▸ **WORK TO COMPLETE**
**A.** Summarize the thread on electron volts and voltage below in two sentences.
**B.** Please write out the part of the thread on electron volts and voltage below, starting at "Fact. When there" and ending at "q \Delta V$.".

▸ **PASSAGE TO READ**
Electron volt and Voltage

Voltage is the work done per unit charge. Given by:

V = W/q

Electron volt is the maximum kinetic energy gained by the electron in falling through a potential difference of 1 volt. Given by:

K.E (max) = eV

When there is a potential difference (voltage) of 10V between two points, it means that we are doing 10 joules of work per unit charge (electron).

My question is that if we are doing 10 joules of work on an electron than why isn't the kinetic energy of electron equal to 10 joules? Why do we multiply charge of electron with Voltage to get the kinetic energy gained by the electron?

• The SI unit of charge is the Coulomb, not the charge of the electron. 1 Joule = 1 Coulomb * 1 Volt, which is substantially larger than an eV because a Coulomb is substantially larger than the electron charge. :) – Michael Brown Mar 9 '13 at 0:17

Fact. When there is a potential difference $\Delta V$ between two points, then if a charge $q$ moves from one of the points to the other, then its electrostatic potential energy will change by $\Delta U = q \Delta V$.
Therefore, if an electron moves from one point to the other, and if there are no other interactions around, then the change in its electrostatic potential energy in going from one point to the other will equal the (negative of) the change in its kinetic energy by energy conservation: $$U_1 + K_1 = U_2 + K_2 \implies \Delta U = -\Delta K$$

▸ **GIVEN DATA**
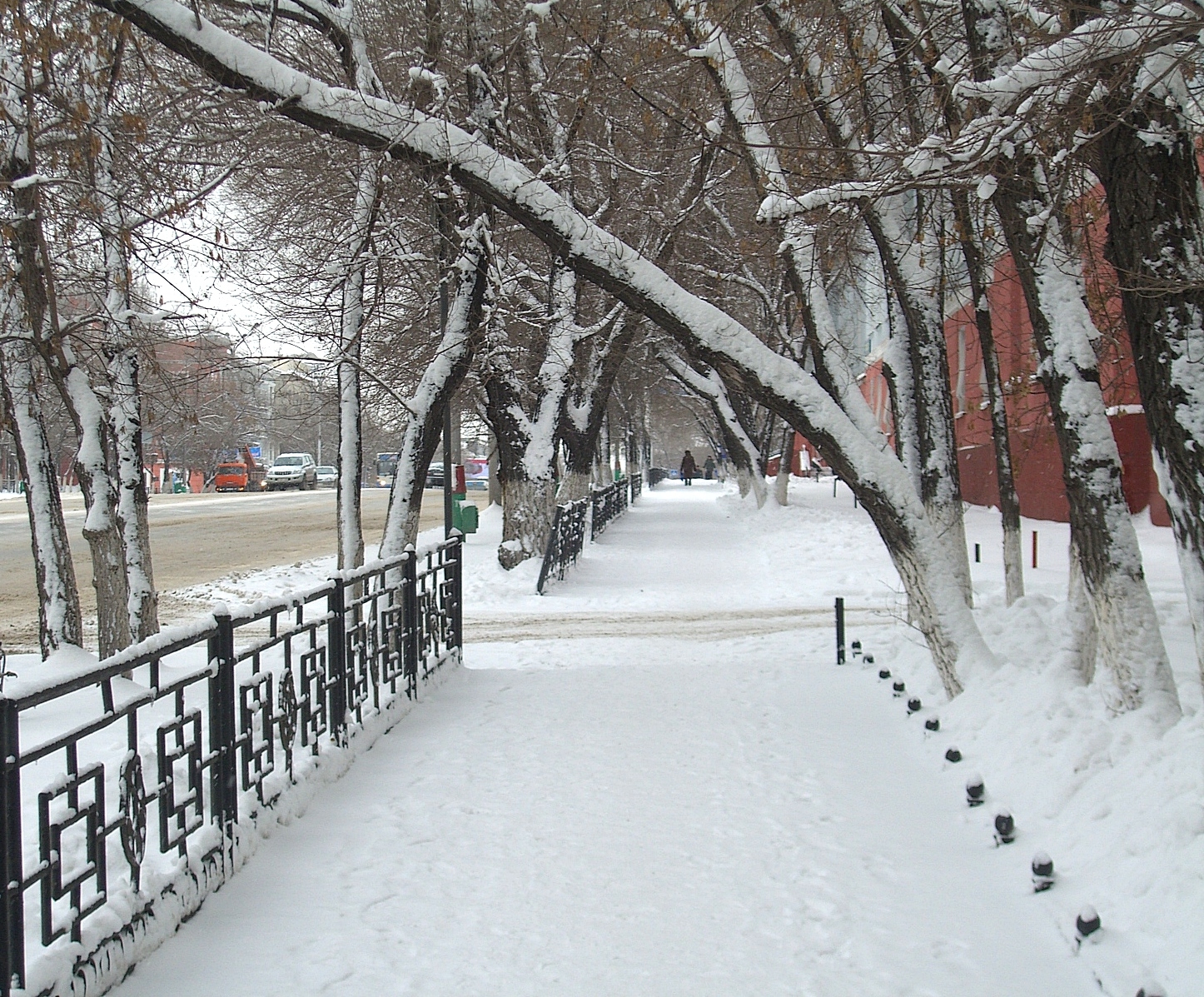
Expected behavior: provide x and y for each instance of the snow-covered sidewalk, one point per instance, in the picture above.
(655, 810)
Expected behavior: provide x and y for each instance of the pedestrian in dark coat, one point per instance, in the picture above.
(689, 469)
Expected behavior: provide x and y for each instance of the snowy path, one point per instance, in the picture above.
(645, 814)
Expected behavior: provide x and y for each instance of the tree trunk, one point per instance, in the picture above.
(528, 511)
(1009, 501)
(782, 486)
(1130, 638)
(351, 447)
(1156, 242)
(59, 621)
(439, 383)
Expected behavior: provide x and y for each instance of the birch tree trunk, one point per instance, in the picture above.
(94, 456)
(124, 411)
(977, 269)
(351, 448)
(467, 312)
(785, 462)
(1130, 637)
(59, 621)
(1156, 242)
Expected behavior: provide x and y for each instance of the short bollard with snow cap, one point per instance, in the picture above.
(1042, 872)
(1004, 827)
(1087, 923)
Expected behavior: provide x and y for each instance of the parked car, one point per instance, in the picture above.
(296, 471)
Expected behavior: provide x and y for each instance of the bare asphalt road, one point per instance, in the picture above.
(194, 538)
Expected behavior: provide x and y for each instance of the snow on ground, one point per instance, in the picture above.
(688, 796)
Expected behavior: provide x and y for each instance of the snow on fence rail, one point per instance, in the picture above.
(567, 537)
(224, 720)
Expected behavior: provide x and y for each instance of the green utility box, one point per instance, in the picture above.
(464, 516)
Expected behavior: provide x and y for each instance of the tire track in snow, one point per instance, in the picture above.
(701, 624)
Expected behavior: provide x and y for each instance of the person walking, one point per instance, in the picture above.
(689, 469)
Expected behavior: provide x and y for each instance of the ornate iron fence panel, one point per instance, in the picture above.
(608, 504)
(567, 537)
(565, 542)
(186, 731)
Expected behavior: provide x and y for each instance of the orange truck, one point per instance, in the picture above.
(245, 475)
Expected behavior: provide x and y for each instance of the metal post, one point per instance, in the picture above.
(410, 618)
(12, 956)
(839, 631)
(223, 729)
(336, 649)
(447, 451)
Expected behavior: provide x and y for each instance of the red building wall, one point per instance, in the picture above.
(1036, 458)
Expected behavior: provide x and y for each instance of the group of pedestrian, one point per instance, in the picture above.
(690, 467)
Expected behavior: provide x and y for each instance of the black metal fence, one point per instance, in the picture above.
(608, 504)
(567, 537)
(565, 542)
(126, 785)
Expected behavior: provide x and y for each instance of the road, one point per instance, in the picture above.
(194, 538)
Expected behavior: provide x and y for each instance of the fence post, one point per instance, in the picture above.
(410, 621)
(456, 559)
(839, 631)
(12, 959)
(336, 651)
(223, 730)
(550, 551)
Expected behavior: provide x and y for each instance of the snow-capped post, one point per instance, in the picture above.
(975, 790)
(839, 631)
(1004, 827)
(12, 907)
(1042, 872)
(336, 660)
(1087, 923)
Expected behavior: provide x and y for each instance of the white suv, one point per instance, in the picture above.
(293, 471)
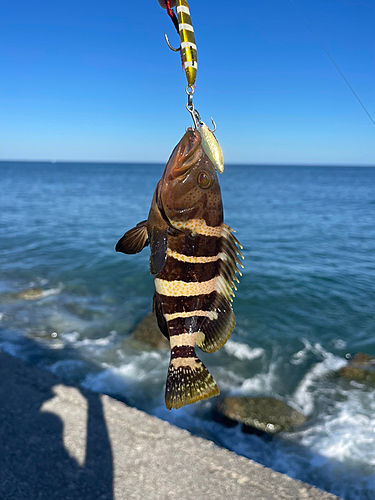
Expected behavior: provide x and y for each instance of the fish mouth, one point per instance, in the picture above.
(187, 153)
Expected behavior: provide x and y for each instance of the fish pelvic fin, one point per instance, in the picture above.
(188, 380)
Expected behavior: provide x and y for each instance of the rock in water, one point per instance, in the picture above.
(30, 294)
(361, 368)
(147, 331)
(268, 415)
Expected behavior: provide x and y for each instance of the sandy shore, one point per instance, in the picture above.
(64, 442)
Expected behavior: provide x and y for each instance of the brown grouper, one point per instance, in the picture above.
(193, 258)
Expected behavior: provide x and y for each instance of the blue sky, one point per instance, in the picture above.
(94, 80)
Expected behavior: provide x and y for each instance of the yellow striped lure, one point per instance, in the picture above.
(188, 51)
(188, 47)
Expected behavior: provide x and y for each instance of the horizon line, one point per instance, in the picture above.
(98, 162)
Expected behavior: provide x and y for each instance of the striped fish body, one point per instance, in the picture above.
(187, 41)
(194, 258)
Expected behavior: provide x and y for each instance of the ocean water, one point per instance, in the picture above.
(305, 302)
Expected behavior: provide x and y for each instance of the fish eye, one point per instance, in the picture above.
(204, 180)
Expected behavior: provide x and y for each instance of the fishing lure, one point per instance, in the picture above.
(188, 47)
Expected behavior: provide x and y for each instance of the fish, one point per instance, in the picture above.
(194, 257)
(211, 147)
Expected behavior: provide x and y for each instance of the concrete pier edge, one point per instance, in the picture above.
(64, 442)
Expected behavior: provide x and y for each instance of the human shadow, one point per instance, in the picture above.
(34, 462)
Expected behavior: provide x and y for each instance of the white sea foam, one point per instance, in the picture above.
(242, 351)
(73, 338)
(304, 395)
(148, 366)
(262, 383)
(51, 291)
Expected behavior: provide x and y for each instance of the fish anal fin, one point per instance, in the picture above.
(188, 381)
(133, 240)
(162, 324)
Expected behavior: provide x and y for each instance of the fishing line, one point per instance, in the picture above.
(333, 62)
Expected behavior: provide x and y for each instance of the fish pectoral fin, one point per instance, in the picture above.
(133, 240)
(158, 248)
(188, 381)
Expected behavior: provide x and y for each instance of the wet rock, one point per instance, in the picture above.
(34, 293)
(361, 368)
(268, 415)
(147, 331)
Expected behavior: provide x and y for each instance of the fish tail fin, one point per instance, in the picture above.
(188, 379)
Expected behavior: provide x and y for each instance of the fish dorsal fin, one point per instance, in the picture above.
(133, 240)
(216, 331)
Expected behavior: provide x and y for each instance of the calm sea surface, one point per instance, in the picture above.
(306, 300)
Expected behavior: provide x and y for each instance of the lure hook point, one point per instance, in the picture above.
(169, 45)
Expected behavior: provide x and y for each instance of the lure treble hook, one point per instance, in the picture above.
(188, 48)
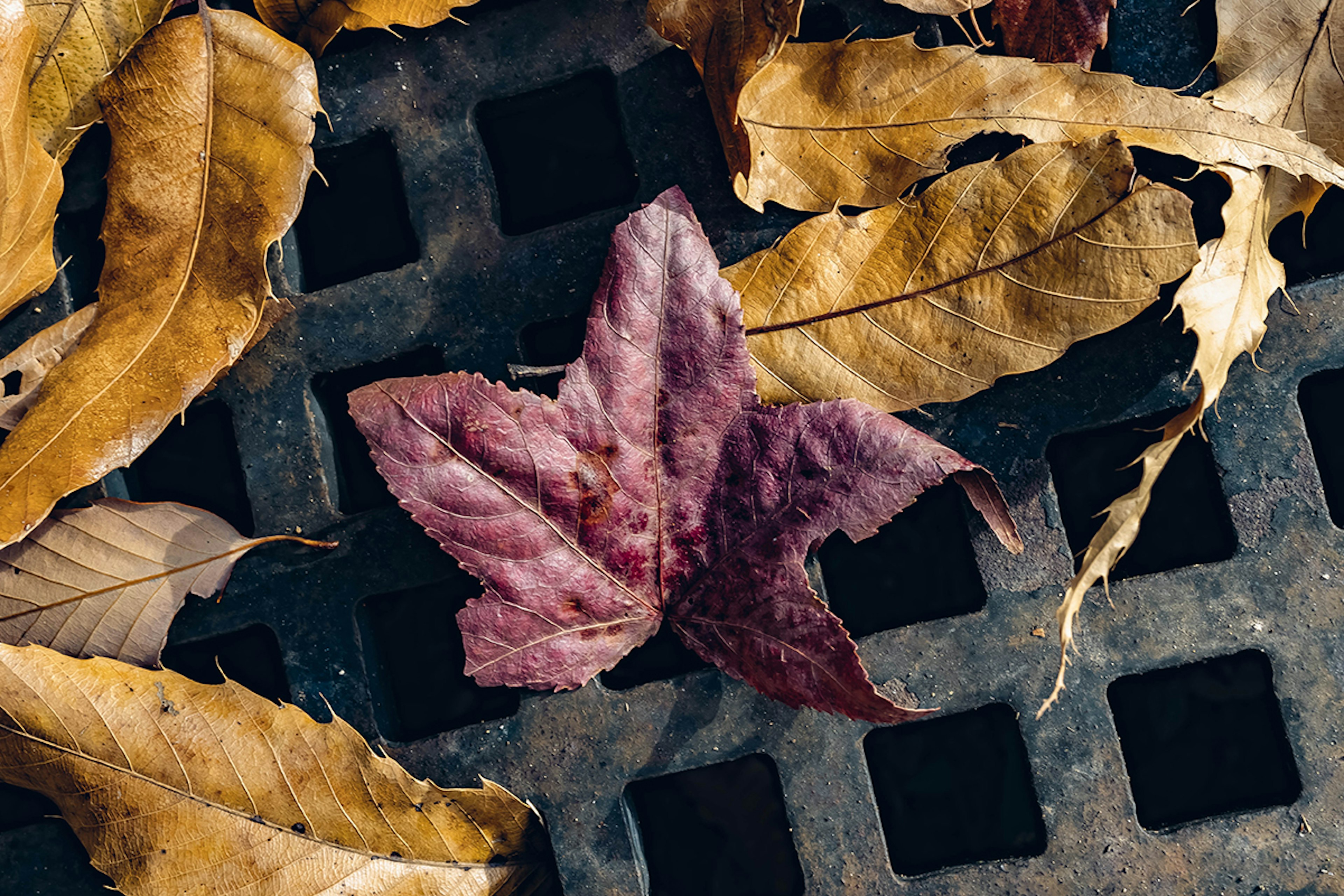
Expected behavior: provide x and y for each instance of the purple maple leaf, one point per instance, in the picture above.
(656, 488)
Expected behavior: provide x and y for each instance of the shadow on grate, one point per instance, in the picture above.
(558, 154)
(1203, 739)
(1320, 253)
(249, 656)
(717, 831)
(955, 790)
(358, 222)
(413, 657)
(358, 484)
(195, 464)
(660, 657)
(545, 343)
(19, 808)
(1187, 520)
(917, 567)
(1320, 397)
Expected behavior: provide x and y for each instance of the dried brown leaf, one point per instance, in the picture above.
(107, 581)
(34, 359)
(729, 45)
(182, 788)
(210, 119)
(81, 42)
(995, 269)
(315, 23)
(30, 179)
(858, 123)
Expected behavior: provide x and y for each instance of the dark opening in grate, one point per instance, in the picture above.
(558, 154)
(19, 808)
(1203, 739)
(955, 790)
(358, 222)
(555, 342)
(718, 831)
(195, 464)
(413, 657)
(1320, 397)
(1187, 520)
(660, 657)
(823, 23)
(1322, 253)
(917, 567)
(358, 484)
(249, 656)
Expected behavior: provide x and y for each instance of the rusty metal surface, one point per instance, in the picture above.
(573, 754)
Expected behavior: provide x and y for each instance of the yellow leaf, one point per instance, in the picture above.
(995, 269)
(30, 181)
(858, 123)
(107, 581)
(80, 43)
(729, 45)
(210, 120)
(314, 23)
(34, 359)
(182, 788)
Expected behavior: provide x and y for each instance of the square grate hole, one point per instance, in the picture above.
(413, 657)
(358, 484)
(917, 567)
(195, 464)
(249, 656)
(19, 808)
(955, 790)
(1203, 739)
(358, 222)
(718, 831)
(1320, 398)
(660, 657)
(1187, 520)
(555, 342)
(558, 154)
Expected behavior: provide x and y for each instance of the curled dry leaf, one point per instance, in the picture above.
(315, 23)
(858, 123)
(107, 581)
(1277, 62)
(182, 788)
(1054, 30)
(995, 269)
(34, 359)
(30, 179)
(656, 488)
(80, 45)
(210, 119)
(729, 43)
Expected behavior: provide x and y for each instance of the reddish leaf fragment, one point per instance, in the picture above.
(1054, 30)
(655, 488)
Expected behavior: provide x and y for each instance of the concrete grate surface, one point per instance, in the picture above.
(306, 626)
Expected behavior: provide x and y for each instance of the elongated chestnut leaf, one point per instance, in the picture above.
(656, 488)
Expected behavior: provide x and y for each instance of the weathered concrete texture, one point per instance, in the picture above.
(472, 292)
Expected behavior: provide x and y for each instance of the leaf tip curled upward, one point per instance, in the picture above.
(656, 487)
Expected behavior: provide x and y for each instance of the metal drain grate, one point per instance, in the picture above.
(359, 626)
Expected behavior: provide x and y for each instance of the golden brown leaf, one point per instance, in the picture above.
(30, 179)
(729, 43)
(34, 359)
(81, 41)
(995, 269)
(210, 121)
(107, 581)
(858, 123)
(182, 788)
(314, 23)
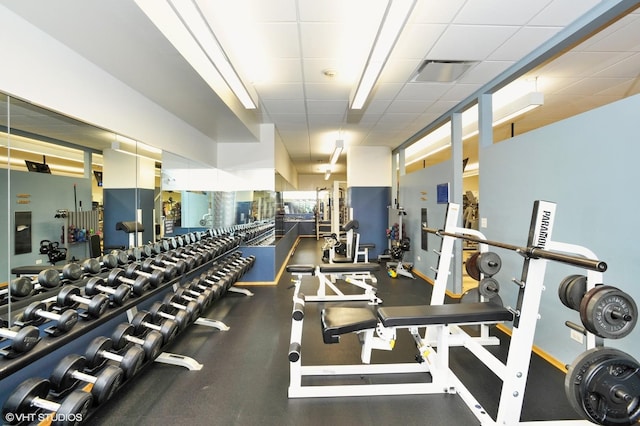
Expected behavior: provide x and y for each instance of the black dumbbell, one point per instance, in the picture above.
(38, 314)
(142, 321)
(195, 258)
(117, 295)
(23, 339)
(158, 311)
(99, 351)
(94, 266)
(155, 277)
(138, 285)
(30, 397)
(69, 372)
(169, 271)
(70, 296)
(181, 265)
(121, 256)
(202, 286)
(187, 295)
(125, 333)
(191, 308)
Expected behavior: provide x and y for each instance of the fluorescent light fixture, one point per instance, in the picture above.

▸ **SOLUTIONS BY TASK**
**A.** The thread defines voltage as work done per unit charge and the electron volt as the maximum kinetic energy an electron gains in falling through a potential difference of 1 volt, then asks why 10 volts of work on an electron does not give it 10 joules of kinetic energy. The replies explain that the SI unit of charge is the Coulomb rather than the electron's charge, making a joule substantially larger than an eV, and that a charge q moving through a potential difference ΔV changes its electrostatic potential energy by qΔV, which, with no other interactions, equals the negative of its change in kinetic energy by energy conservation.

**B.**
Fact. When there is a potential difference $\Delta V$ between two points, then if a charge $q$ moves from one of the points to the other, then its electrostatic potential energy will change by $\Delta U = q \Delta V$.